[Passage shown]
....................
Gilbert Monell Hitchcock (September 18, 1859February 3, 1934) was an American congressman and  U.S. Senator from Nebraska, and the founder of the Omaha World-Herald newspaper.

Life and career
Born in Omaha, Nebraska, Hitchcock was the son of U.S. Senator Phineas Warren Hitchcock of Nebraska. He attended the public schools of Omaha and the gymnasium at Baden-Baden, Germany.  He graduated in 1881 from the law department of the University of Michigan at Ann Arbor, where he was admitted to the Zeta Psi fraternity; he was then admitted to the bar and commenced practice in Omaha in 1882. He continued the practice of law until 1885, when he established and edited the Omaha Evening World; four years later, he purchased the Nebraska Morning Herald and consolidated the two into the morning and evening editions of the Omaha World-Herald.
....................
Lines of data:
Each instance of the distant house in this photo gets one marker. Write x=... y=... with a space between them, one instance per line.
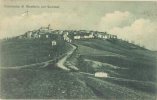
x=66 y=38
x=102 y=35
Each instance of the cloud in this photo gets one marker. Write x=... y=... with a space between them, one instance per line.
x=141 y=31
x=16 y=25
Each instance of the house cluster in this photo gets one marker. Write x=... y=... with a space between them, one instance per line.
x=66 y=35
x=84 y=34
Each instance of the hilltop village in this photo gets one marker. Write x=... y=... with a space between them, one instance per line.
x=67 y=35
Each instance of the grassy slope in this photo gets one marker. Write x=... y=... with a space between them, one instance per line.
x=28 y=51
x=52 y=82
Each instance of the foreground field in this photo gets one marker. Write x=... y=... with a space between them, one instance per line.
x=131 y=74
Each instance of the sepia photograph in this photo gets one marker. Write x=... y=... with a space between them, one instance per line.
x=78 y=50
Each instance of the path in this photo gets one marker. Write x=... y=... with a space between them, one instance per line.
x=61 y=62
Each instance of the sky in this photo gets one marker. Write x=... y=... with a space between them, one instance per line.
x=133 y=20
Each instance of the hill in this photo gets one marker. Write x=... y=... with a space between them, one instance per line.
x=131 y=73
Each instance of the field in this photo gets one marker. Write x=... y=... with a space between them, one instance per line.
x=28 y=51
x=131 y=73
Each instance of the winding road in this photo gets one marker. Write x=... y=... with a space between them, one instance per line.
x=62 y=61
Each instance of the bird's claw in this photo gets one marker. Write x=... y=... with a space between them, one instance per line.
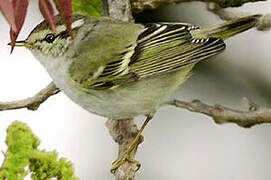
x=121 y=160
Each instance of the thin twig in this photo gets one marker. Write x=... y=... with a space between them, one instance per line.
x=224 y=14
x=221 y=114
x=141 y=5
x=31 y=103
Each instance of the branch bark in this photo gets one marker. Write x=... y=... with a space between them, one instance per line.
x=141 y=5
x=123 y=132
x=263 y=24
x=31 y=103
x=221 y=114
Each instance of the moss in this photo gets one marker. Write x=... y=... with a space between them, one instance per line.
x=23 y=152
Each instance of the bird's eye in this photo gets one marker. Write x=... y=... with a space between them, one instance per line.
x=49 y=38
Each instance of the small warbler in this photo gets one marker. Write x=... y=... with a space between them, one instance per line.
x=120 y=70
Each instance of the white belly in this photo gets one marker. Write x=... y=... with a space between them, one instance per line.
x=126 y=101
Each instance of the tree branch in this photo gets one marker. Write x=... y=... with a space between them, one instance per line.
x=221 y=114
x=141 y=5
x=263 y=24
x=31 y=103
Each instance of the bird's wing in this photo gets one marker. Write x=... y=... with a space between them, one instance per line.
x=159 y=48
....................
[Job 1] Rewrite the Hitchcock biography starting at "Gilbert Monell Hitchcock" and ending at "the Omaha World-Herald.", swapping "admitted" for "accepted".
[Job 2]
Answer these questions about the Hitchcock biography:
(a) What newspaper did Hitchcock found?
(b) In which city did he attend a gymnasium?
(c) In what year did he graduate from the University of Michigan law department?
[Job 3] Write what comes next in the Hitchcock biography, picking up after its last sentence.

[Task answer 1]
Gilbert Monell Hitchcock (September 18, 1859February 3, 1934) was an American congressman and  U.S. Senator from Nebraska, and the founder of the Omaha World-Herald newspaper.

Life and career
Born in Omaha, Nebraska, Hitchcock was the son of U.S. Senator Phineas Warren Hitchcock of Nebraska. He attended the public schools of Omaha and the gymnasium at Baden-Baden, Germany.  He graduated in 1881 from the law department of the University of Michigan at Ann Arbor, where he was accepted to the Zeta Psi fraternity; he was then accepted to the bar and commenced practice in Omaha in 1882. He continued the practice of law until 1885, when he established and edited the Omaha Evening World; four years later, he purchased the Nebraska Morning Herald and consolidated the two into the morning and evening editions of the Omaha World-Herald.

[Task answer 2]
(a) The Omaha World-Herald
(b) Baden-Baden, Germany
(c) 1881

[Task answer 3]
On August 30, 1883 he married Jessie Crounse, the daughter of Nebraska Supreme Court justice and future governor Lorenzo Crounse.

His first wife died on May 8, 1925, and on June 1, 1927 he married Martha Harris, of Memphis, TN.

His family had traditionally been Republicans, but Gilbert broke tradition and became a Democrat in response to agricultural issues and the leadership of fellow Nebraskan William Jennings Bryan.

Hitchcock was an unsuccessful Democratic candidate for the Congress in 1898; four years later, he was elected as a Democrat to the Fifty-eighth Congress (March 4, 1903 – March 3, 1905). He was an unsuccessful candidate for reelection in 1904 to the Fifty-ninth Congress.  Hitchcock was elected as a Democrat to the Sixtieth and Sixty-first Congresses (March 4, 1907 – March 3, 1911).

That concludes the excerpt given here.